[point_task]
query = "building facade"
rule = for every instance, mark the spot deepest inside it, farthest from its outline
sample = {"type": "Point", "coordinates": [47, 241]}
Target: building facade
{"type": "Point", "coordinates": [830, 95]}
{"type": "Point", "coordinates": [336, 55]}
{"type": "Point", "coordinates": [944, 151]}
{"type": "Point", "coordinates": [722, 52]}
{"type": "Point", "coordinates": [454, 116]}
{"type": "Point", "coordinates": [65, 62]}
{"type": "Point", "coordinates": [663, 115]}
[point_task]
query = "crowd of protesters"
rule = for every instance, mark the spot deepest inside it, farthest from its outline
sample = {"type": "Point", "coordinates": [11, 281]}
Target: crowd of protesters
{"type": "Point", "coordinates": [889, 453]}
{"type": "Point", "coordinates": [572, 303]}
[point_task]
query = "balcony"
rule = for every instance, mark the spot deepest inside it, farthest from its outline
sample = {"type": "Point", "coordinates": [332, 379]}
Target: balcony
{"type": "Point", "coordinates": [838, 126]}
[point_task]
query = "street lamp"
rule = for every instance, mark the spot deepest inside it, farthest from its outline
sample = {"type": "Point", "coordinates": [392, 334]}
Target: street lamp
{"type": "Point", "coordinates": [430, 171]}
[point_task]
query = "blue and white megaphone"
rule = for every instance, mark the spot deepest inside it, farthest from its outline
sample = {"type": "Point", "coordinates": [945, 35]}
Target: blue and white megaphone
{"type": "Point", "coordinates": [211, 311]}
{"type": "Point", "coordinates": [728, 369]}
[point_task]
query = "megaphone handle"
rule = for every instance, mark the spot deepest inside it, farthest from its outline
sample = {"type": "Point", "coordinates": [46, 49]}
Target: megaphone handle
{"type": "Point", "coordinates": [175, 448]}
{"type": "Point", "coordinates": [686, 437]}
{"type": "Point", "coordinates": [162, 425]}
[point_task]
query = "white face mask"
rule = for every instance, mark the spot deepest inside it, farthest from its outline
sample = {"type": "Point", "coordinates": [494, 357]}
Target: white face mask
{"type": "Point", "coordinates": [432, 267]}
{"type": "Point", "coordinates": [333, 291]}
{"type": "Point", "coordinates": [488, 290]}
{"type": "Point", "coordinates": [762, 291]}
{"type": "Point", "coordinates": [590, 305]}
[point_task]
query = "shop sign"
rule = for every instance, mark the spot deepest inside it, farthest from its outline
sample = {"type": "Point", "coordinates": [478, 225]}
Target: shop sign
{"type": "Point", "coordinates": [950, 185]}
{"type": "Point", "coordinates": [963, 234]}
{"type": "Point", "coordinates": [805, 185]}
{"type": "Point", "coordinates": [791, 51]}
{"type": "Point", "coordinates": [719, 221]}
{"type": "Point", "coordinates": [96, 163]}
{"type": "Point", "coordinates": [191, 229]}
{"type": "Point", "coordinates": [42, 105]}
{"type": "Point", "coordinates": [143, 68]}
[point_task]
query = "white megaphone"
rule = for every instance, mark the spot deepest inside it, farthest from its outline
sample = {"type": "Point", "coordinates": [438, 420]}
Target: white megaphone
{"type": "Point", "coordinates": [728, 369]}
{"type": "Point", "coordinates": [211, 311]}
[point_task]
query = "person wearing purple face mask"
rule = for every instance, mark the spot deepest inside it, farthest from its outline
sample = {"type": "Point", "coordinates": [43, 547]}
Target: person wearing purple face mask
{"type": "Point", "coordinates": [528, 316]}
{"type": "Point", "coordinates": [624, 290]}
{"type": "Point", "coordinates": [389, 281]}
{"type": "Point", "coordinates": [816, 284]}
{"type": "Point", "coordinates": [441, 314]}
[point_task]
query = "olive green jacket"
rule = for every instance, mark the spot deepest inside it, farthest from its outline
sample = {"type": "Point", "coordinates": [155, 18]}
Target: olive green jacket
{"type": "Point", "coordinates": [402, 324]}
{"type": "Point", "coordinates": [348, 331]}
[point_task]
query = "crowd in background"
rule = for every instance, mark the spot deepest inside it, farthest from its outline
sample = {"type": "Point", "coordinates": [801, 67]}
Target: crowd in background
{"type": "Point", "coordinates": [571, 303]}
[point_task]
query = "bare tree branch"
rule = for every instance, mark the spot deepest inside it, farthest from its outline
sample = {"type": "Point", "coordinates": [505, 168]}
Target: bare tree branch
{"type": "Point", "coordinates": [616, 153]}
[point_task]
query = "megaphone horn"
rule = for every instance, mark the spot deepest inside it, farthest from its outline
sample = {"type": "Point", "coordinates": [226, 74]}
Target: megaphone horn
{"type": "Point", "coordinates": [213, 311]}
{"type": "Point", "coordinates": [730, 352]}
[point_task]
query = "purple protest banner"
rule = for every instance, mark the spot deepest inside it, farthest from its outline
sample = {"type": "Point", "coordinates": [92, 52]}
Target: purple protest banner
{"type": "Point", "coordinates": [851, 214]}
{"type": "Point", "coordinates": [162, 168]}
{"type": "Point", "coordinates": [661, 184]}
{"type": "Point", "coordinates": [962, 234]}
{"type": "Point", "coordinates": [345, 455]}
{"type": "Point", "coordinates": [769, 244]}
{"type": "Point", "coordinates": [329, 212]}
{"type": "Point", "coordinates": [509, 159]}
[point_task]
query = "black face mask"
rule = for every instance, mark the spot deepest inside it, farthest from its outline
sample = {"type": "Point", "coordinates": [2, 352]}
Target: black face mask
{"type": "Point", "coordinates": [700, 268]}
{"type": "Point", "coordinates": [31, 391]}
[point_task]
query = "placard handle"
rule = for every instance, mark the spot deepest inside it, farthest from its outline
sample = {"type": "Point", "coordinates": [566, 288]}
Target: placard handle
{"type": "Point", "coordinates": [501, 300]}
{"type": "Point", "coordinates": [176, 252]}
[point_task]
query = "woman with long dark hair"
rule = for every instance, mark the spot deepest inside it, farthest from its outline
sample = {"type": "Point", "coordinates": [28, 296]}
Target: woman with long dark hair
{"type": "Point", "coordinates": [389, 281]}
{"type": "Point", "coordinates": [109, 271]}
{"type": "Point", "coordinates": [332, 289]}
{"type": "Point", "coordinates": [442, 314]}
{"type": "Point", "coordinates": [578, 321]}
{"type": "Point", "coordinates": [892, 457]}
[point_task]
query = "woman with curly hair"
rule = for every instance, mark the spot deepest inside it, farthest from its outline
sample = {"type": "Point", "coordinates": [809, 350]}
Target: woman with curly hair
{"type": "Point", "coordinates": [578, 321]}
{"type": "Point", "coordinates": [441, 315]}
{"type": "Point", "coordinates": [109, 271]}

····················

• **YOUR OBJECTIVE**
Find every line in the data above that contains the string "placard" and copy each of those lines out in full.

• **SOLUTION TO THIS PROBLEM**
query = "placard handle"
Target: placard handle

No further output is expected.